Start of PASSAGE

The following text sets the context in which the briefing was given.
President Gorbachev’s late-1980s perestroika — starting changes in order to improve the system but then losing control — used to be Vladimir Putin’s worst nightmare but he now appears to be following in Gorbachev’s shoes.
Putin’s political transformation, started in January 2020, aimed to keep him in power beyond 2024 when his third presidential term ends. It was more or less going as initially planned — despite the oil price collapse and COVID-19 pandemic — until: the unsuccessful attempt to poison the country’s most visible opposition politician, Alexei Navalny; his escape to the West but subsequent return; and the resultant anti-Putin mass protests that followed. Although they were brutally suppressed by the siloviki, Putin’s legitimacy has started to erode which has put the system at existential risk and makes him a poisoned asset rather than a base for stability.
Nikolai Petrov — a professor at the political science department, National Research University Higher School of Economics, Moscow; and currently senior research fellow at the Chatham House, Russia and Eurasia programme — holds a PhD in geography from Moscow State University. For many years he was a scholar in residence at the Carnegie Moscow Center where he directed the Society and Regions project. In the 1990s he served for five years as an advisor to the Russian parliament, government, and presidential administration.
He is the author or editor of numerous publications on Russia’s political regime, post-Soviet transformation, socioeconomic and political development. They include: Russia 2025: Scenarios for the Russian Future. Palgrave Macmillan (2013), The State of Russia: What Comes Next” (co-edited with Maria Lipman). Basingstoke: Palgrave Macmillan, 2015.
Dr Richard Connolly is a director of Eastern Advisory Group, and an associate fellow at the Royal United Services Institute (RUSI) in London. He was previously director of the Centre for Russian, European and Eurasian Studies (CREES) at the University of Birmingham and an associate fellow on the Russia and Eurasia Program at Chatham House. He is a specialist on the Russian economy and is the author of Russia’s Response to Sanctions (Cambridge University Press, 2018) and the Very Short Introduction to the Russian Economy (Oxford University Press, 2020).

End of PASSAGE

COMPLETE THE FOLLOWING ::
1) Using the passage, decide whether each statement agrees with it, answering yes or no and quoting the words that settle it: (a) Putin's political transformation started in January 2020. (b) Nikolai Petrov holds a PhD in economics from Moscow State University. (c) Richard Connolly previously directed the Centre for Russian, European and Eurasian Studies at the University of Birmingham.
2) Return everything in the passage from "President Gorbachev’s late-1980s" down to "in Gorbachev’s shoes.", copied word for word.
The listing after this point is separate material with no connection to the passage.

Start of DATA SECTION

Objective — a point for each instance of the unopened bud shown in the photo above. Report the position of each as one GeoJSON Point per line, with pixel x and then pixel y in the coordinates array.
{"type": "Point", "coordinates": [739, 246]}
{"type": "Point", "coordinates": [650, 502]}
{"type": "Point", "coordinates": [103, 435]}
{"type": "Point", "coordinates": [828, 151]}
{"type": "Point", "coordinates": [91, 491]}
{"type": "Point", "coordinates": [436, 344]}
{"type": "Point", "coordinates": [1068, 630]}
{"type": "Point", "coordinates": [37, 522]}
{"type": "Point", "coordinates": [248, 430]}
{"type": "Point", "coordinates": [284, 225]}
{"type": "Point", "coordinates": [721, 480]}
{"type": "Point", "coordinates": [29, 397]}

End of DATA SECTION

ANSWERS TO THE PROBLEMS ::
1)
(a) Yes: "Putin’s political transformation, started in January 2020"
(b) No: "holds a PhD in geography from Moscow State University"
(c) Yes: "He was previously director of the Centre for Russian, European and Eurasian Studies (CREES) at the University of Birmingham"

2)
President Gorbachev’s late-1980s perestroika — starting changes in order to improve the system but then losing control — used to be Vladimir Putin’s worst nightmare but he now appears to be following in Gorbachev’s shoes.